YOUR OBJECTIVE = Rewrite only the items from the line containing "Every instance of the webbed" through the line containing "[[465, 314]]", requests included, and offset every coordinate in the answers by adding 78 to it. Leave the coordinates in the requests and their format samples unchanged.

(Collection entries)
-- Start --
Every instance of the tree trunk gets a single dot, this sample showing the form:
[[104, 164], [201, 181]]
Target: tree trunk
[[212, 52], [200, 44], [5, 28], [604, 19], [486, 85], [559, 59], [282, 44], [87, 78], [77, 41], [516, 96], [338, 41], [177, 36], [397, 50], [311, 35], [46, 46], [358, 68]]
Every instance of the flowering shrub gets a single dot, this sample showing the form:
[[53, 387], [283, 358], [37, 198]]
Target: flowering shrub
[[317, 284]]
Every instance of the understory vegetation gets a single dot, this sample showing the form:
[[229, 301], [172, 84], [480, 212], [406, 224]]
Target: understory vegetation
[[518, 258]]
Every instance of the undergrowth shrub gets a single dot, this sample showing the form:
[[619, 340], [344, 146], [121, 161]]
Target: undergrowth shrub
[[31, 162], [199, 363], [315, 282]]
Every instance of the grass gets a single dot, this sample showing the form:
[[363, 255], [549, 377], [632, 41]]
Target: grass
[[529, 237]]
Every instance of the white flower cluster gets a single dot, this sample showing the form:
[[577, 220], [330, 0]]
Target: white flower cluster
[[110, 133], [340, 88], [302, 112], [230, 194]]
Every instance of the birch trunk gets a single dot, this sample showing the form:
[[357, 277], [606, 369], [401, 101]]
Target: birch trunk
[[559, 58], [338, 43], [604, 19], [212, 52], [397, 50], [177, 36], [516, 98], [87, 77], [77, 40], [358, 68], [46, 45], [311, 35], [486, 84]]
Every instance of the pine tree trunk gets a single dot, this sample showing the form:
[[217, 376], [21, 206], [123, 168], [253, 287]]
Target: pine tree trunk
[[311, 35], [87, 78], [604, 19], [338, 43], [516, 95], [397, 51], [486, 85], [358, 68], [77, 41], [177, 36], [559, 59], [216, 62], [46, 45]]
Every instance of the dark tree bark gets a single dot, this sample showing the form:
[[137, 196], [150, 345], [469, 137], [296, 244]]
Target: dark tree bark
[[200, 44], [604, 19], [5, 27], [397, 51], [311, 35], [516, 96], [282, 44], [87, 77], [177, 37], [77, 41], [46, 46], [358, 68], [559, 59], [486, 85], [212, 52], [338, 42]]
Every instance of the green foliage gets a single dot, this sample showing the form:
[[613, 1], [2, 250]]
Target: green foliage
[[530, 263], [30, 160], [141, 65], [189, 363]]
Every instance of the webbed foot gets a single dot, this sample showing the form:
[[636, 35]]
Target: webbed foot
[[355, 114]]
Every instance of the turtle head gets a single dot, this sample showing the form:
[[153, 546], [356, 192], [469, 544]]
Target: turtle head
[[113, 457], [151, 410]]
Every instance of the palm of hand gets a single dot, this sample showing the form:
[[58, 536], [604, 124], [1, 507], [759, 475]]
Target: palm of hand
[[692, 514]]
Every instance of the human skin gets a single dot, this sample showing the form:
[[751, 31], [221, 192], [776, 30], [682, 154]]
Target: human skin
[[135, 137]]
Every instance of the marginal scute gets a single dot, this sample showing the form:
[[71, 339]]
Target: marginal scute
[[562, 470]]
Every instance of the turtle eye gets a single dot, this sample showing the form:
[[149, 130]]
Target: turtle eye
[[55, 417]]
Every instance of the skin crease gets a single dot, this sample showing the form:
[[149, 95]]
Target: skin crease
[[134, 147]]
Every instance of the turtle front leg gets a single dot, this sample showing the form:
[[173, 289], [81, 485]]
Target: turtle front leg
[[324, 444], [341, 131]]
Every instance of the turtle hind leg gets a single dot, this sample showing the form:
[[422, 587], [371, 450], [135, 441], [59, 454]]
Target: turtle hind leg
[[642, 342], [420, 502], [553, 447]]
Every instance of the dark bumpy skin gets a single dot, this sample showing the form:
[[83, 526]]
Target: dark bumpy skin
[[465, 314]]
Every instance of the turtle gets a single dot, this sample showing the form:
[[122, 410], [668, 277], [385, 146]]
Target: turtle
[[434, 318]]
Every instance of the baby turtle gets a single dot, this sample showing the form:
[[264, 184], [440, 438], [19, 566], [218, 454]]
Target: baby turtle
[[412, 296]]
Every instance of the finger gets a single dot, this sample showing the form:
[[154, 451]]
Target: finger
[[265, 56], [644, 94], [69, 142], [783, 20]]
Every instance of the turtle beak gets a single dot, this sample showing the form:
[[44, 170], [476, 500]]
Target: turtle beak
-- End --
RESULT =
Every instance of the webbed foot gets a single dot, this sample showing the form:
[[636, 35]]
Target: webbed foot
[[433, 192]]
Every instance of the turtle head gets a single dot, this sample showing the form:
[[153, 546], [356, 192], [469, 544]]
Target: turtle head
[[191, 535], [229, 488]]
Every instance of the palm of hand gets a single dot, this sample showing the form:
[[58, 536], [604, 124], [1, 507], [759, 475]]
Target: palm of hand
[[770, 592]]
Every instance of the human skin gets a single dot, this sample showing the form:
[[751, 31], [221, 192], [776, 30], [682, 154]]
Target: human skin
[[213, 215]]
Every instance of the marginal scute gets a single dot, this sample showing the form:
[[71, 339]]
Target: marginal scute
[[640, 548]]
Every instance of the turtle eye gets a single dot, this sample showing the form:
[[149, 130]]
Target: turtle eye
[[133, 495]]
Every instance of the skin crease gets a single dot, this sample showing the form:
[[149, 95]]
Target: skin crease
[[212, 225]]
Every instance of the turtle front leg gets a single dot, this sample showing the form:
[[173, 289], [81, 485]]
Target: turtle front leg
[[402, 522], [419, 209]]
Every instance of the turtle hind leg gets a single dot, this sample showing the form:
[[422, 587], [371, 450], [135, 441], [59, 454]]
Target: turtle hind leg
[[720, 420], [498, 580], [631, 525]]
Every instance of the dark bumpy skin gets a single dot, this sample showing the form:
[[83, 526]]
Target: dark bumpy skin
[[543, 392]]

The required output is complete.